Vogan: Lack of facilities, mainly. The first year we worked in the tarpaper shack with a couple floor lamps for lighting and a bare spot in the middle for stage, but we succeeded in getting performances prepared and given in those early years. And then we went over and moved into the auditorium of Larchmont School, where we did our rehearsing during the latter part of the time I had them.

Sweeney: Could you recall some of the Workshop's more memorable operatic productions?

Vogan: We started out with a performance of Pergolesi's "La Serva Padrona," which, I think, was a very polished performance. We had an excellent performance of Puccini's "Gianni Scicchi," which was done in the Center Theater. And then we did the first Southern performance of "Amahl and the Night Visitors," and very good performances of "The Marriage of Figaro" and "Cosi Fan Tutte" of Mozart.

Sweeney: Who were some of the outstanding performers in workshop productions?

**RECORDS SHOWN:**
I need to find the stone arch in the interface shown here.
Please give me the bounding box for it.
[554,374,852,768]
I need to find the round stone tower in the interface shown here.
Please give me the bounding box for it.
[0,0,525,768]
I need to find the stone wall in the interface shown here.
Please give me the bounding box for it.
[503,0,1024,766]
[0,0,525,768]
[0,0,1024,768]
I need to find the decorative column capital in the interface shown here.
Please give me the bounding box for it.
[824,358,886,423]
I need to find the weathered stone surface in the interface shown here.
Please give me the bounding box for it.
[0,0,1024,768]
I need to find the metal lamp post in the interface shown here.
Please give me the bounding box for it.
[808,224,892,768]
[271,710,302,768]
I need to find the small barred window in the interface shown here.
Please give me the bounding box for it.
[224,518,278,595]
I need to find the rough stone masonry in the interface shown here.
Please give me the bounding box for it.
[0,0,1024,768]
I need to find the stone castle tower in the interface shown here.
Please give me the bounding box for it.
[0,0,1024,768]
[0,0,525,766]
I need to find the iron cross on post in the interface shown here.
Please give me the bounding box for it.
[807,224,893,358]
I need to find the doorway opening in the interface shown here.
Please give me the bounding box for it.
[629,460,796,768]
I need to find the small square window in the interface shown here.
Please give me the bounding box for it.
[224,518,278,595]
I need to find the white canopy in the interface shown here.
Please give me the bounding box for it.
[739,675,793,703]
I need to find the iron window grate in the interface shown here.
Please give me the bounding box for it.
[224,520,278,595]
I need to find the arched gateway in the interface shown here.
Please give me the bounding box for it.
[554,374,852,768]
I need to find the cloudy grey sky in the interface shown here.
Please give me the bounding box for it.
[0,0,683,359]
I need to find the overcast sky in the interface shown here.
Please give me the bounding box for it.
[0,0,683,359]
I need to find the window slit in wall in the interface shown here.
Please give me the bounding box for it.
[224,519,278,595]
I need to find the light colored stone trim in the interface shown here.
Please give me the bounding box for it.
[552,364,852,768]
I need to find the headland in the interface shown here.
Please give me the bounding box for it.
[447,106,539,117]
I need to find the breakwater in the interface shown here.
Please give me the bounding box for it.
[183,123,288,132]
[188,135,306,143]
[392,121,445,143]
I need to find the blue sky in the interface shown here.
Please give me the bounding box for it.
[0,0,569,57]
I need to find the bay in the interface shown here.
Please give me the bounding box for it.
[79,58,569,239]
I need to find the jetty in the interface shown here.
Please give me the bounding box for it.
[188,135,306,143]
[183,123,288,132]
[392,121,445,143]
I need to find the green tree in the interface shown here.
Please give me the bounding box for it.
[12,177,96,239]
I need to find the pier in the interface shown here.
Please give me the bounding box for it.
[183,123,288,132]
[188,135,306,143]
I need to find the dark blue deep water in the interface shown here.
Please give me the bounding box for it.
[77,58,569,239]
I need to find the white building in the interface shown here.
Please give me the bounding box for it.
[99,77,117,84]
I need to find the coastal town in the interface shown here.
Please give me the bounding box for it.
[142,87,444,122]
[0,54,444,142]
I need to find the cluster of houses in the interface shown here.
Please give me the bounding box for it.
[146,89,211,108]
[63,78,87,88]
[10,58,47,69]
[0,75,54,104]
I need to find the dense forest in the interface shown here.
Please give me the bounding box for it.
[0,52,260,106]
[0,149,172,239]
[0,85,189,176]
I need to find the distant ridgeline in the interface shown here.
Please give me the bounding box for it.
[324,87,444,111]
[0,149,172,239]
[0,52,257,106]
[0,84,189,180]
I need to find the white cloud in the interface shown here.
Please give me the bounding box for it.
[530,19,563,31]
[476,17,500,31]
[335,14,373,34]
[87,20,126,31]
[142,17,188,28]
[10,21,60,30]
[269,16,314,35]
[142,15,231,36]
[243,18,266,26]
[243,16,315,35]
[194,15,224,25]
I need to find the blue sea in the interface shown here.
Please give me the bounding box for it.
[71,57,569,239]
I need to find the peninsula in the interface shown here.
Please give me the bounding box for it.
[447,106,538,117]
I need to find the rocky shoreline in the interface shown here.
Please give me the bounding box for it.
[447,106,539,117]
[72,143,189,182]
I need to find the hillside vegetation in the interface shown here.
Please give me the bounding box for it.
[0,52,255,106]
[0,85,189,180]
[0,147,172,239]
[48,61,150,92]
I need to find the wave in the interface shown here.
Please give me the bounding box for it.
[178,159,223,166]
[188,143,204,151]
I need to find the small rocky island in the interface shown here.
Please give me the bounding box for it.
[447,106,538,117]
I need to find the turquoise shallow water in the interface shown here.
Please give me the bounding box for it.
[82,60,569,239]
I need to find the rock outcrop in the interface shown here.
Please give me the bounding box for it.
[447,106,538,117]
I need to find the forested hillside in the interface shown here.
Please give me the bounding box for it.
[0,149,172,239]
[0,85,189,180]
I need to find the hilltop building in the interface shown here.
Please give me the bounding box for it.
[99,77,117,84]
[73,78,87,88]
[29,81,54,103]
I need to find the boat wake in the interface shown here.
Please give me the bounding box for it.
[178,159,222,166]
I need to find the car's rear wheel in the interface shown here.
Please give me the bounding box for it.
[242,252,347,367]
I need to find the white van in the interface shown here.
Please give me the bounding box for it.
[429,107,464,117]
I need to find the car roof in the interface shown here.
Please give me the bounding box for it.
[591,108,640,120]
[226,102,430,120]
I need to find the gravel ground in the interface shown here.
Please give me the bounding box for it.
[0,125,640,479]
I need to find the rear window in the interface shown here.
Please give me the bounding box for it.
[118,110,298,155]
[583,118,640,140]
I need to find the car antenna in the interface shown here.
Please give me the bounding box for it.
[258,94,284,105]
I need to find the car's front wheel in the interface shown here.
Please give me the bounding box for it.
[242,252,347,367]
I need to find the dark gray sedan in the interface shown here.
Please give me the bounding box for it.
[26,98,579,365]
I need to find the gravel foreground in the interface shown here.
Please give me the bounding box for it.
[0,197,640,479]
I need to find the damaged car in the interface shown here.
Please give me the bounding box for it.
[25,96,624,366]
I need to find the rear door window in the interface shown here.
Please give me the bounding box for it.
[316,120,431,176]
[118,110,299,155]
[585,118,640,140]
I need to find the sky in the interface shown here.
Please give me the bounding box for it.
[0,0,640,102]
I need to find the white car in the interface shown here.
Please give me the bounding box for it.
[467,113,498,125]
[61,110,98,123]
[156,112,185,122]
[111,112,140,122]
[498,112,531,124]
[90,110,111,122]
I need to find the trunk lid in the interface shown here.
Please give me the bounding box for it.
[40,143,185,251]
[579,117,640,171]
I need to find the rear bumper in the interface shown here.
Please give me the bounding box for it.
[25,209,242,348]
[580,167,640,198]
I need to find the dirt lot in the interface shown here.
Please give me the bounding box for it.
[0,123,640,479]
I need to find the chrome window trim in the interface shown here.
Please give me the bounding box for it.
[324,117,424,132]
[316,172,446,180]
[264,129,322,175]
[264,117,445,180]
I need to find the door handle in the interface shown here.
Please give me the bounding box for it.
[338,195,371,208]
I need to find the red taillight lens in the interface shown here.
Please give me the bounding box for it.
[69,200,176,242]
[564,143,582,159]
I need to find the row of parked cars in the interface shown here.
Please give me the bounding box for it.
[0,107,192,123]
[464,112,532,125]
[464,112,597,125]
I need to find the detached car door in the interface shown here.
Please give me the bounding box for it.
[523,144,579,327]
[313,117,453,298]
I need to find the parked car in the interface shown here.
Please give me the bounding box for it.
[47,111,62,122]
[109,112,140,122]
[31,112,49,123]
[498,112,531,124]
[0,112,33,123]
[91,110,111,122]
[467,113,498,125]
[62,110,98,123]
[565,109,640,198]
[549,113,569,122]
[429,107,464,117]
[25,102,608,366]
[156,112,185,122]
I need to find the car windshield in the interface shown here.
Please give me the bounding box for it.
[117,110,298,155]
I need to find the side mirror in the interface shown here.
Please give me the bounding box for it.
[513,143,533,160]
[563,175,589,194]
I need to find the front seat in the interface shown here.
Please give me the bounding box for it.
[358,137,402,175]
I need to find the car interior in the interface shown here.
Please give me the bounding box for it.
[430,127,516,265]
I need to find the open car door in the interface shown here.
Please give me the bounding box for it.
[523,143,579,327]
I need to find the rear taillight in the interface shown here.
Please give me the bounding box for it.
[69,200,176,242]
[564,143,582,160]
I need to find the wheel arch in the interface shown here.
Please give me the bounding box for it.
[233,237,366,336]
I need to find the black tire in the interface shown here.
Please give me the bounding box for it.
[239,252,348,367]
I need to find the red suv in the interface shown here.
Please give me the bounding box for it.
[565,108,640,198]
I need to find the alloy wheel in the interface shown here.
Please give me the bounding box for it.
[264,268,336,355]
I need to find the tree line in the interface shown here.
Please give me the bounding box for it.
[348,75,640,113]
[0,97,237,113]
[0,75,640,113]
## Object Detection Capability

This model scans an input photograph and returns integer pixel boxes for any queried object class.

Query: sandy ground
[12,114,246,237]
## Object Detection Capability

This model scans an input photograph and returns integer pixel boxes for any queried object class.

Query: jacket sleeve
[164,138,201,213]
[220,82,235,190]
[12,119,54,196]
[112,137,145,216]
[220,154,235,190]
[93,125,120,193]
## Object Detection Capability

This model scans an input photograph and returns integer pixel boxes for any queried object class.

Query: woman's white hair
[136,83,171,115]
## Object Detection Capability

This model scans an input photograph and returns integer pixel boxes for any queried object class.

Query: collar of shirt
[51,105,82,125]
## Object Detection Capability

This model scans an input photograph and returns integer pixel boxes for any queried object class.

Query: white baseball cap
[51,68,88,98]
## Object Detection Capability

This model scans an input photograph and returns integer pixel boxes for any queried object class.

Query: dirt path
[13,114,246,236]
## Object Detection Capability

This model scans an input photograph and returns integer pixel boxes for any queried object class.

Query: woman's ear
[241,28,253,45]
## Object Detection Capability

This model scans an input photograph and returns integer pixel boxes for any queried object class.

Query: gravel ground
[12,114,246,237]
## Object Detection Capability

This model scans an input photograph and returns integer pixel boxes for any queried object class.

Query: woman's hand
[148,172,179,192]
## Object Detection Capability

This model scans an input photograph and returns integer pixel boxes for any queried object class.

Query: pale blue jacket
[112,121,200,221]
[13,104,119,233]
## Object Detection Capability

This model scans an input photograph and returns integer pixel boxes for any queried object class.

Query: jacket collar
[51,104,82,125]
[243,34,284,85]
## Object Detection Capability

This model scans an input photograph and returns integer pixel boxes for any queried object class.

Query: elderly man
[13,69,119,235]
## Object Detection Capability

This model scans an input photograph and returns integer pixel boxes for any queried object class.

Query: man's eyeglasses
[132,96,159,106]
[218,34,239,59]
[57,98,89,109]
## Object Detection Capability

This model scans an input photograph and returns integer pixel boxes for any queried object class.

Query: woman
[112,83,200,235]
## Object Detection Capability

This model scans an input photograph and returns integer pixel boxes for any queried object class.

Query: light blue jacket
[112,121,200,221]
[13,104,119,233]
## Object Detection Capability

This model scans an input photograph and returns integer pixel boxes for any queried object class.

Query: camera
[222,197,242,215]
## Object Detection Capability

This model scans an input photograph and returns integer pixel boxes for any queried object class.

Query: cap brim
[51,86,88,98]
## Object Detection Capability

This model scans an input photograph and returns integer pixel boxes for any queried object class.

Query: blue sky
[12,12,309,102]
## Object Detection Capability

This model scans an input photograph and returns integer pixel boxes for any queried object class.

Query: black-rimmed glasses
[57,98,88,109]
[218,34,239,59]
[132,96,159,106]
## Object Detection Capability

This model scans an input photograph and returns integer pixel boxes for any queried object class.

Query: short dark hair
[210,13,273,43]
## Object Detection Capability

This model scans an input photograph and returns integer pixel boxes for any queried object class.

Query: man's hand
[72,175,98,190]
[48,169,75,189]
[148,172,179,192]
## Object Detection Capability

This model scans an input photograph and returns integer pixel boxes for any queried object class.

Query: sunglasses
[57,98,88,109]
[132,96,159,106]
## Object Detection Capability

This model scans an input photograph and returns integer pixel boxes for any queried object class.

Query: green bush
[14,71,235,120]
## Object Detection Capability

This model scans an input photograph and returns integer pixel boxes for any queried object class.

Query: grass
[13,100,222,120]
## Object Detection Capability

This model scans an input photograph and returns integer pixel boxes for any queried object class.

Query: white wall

**SHORT TASK A:**
Using the interview, explain what the lack of facilities meant for the Workshop in its first year.
**SHORT TASK B:**
Restate the interview text between "Vogan: We started" and "in workshop productions?", inclusive, replacing "Center Theater" with "Larchmont School auditorium".
**SHORT TASK C:**
Answer these questions from the interview.
(i) Where did the Workshop move to do its rehearsing?
(ii) Which opera did the Workshop start out with?
(iii) Which production was done in the Center Theater?

**FULL ANSWER A:**
In the first year, the Workshop worked in a tarpaper shack with only a couple of floor lamps for lighting and a bare spot in the middle for a stage. Even so, it managed to prepare and give performances in those early years.

**FULL ANSWER B:**
Vogan: We started out with a performance of Pergolesi's "La Serva Padrona," which, I think, was a very polished performance. We had an excellent performance of Puccini's "Gianni Scicchi," which was done in the Larchmont School auditorium. And then we did the first Southern performance of "Amahl and the Night Visitors," and very good performances of "The Marriage of Figaro" and "Cosi Fan Tutte" of Mozart.

Sweeney: Who were some of the outstanding performers in workshop productions?

**FULL ANSWER C:**
(i) The auditorium of Larchmont School.
(ii) Pergolesi's "La Serva Padrona."
(iii) Puccini's "Gianni Scicchi."